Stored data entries
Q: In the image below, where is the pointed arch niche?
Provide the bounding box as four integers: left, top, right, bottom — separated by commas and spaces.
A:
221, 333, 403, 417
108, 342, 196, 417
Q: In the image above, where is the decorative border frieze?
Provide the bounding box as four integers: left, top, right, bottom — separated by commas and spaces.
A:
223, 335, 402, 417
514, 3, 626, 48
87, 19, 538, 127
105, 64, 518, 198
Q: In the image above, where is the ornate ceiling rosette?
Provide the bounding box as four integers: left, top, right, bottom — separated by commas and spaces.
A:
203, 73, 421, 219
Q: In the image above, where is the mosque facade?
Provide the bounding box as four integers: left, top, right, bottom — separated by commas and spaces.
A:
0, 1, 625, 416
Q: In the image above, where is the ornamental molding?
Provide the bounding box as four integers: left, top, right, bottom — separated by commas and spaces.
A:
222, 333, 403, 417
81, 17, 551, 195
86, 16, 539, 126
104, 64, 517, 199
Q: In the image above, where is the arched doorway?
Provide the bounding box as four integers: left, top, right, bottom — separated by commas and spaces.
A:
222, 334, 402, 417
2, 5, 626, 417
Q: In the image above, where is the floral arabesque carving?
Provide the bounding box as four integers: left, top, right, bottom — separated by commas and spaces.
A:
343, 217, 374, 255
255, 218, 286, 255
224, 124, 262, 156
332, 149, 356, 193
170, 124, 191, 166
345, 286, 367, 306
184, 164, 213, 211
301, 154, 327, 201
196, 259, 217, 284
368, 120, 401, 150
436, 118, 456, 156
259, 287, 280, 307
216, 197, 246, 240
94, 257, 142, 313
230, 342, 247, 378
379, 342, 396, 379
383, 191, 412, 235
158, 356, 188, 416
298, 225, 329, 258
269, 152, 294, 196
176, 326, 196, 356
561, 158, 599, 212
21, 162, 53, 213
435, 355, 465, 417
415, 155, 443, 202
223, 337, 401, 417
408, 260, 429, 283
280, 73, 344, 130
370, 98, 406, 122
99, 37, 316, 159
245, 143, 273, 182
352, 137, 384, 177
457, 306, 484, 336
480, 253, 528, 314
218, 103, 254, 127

* Activity: Report each line of the data in which "where" occurs.

* Expected answer:
Q: In the image below, where is the pointed arch niche?
Q: In the image above, where is the decorative border frieze?
Q: In the image above, where is the ornate ceiling rosette?
Q: In the image above, where is the mosque facade?
Q: In the image above, where is the ornamental molding?
Q: In the image above, where is the arched doorway?
Q: In the image above, where is the floral arabesque carving?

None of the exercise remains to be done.